- _CONSIGNES_:
**a.** Répondez à ces questions à partir de l'extrait sur Laplace et la méthode, une réponse par ligne, marquée comme la question :
(i) Sur quoi repose la vraie méthode ?
(ii) Quels deux penseurs ont montré qu'on pouvait être à la fois métaphysicien et géomètre ?
(iii) Que sont en réalité les autres méthodes dont les sciences exactes sont fières ?
**b.** Résumez, s'il vous plaît, l'extrait sur Laplace et la méthode en deux phrases.

Un pas de plus, et Laplace reconnaissait et le premier moteur de Platon et
d'Aristote, et le Dieu de Descartes et de Newton.
Quoi qu'il en soit, on peut le louer d'avoir tenté de s'élever jusqu'à la
notion de la méthode ; et parmi les savants de son temps, c'est un mérite qui
n'est pas très ordinaire. Mais la méthode qu'il préconise n'est pas la vraie,
ainsi qu'il se le figure ; l'ouvrage de Descartes aurait pu le lui prouver. Il
n'y a pas deux méthodes dans le monde des intelligibles ; et la méthode
cartésienne est unique, aussi bien qu'elle est infaillible, autant du moins
qu'il est donné à l'homme de l'être. Toutes les autres, dont les sciences qui
s'intitulent exactes sont si fières, ne sont pas à proprement parler des
méthodes ; ce sont de simples procédés d'exposition et des moyens tout
extérieurs. La vraie méthode repose sur l'évidence dans la réflexion de la
conscience, attendu que toutes les autres prétendues méthodes que l'on décore
de ce beau nom, s'appuient sans le savoir sur celle-là. Mais encore une fois,
Laplace n'est pas philosophe, quoique Descartes et Leibniz eussent donné un bel
exemple en montrant qu'on pouvait être tout à la fois métaphysicien et
géomètre, et cultiver la philosophie en même temps que les mathématiques.

- _EXTRAITS DES ENTRÉES_:
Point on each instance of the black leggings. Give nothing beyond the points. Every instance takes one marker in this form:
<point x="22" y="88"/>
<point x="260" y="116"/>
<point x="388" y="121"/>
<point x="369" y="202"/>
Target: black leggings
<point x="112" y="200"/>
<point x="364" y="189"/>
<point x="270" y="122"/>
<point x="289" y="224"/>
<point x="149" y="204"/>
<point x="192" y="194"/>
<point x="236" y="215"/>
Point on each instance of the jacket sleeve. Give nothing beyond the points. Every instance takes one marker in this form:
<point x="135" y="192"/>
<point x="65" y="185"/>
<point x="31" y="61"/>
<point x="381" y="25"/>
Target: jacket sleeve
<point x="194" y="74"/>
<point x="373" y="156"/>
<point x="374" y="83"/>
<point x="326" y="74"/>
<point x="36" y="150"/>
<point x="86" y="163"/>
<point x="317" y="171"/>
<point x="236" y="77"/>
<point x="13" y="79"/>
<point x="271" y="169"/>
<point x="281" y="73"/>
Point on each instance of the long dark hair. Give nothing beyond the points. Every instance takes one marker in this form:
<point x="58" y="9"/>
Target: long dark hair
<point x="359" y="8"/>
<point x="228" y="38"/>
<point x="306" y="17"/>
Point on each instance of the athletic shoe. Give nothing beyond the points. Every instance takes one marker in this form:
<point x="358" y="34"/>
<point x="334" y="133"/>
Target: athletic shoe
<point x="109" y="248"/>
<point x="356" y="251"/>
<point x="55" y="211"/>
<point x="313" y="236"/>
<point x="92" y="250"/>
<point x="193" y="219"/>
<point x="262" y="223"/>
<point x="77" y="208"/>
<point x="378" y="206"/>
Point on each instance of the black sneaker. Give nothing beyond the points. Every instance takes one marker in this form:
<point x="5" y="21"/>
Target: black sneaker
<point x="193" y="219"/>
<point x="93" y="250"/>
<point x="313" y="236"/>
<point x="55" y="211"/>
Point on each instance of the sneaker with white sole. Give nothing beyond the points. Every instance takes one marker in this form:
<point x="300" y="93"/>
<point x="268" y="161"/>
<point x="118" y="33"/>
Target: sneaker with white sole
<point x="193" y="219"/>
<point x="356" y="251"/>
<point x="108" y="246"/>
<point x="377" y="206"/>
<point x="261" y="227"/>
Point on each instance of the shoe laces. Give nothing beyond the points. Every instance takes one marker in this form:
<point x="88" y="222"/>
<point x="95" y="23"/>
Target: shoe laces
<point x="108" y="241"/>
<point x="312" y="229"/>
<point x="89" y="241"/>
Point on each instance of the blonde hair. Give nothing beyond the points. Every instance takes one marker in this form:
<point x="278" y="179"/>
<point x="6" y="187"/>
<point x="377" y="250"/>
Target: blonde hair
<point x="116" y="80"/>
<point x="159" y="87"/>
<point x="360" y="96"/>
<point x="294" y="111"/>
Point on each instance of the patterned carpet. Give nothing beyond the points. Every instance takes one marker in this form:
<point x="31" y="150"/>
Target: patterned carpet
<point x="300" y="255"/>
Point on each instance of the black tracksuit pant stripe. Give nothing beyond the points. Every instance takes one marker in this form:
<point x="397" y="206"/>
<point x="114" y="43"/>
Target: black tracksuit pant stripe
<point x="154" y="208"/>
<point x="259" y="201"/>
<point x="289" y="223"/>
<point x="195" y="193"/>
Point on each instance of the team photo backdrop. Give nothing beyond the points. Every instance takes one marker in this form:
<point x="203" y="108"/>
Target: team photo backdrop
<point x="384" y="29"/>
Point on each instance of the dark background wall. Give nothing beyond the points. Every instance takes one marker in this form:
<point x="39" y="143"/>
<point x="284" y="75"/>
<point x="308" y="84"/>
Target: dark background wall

- _RÉPONSES FOURNIES_:
**a.**
(i) Sur l'évidence dans la réflexion de la conscience.
(ii) Descartes et Leibniz.
(iii) De simples procédés d'exposition et des moyens tout extérieurs.

**b.** L'extrait loue Laplace d'avoir tenté de s'élever jusqu'à la notion de la méthode, mais affirme que la méthode qu'il préconise n'est pas la vraie ; la méthode cartésienne est unique et repose sur l'évidence dans la réflexion de la conscience. Il ajoute que Laplace n'est pas philosophe, alors que Descartes et Leibniz ont montré qu'on pouvait être à la fois métaphysicien et géomètre.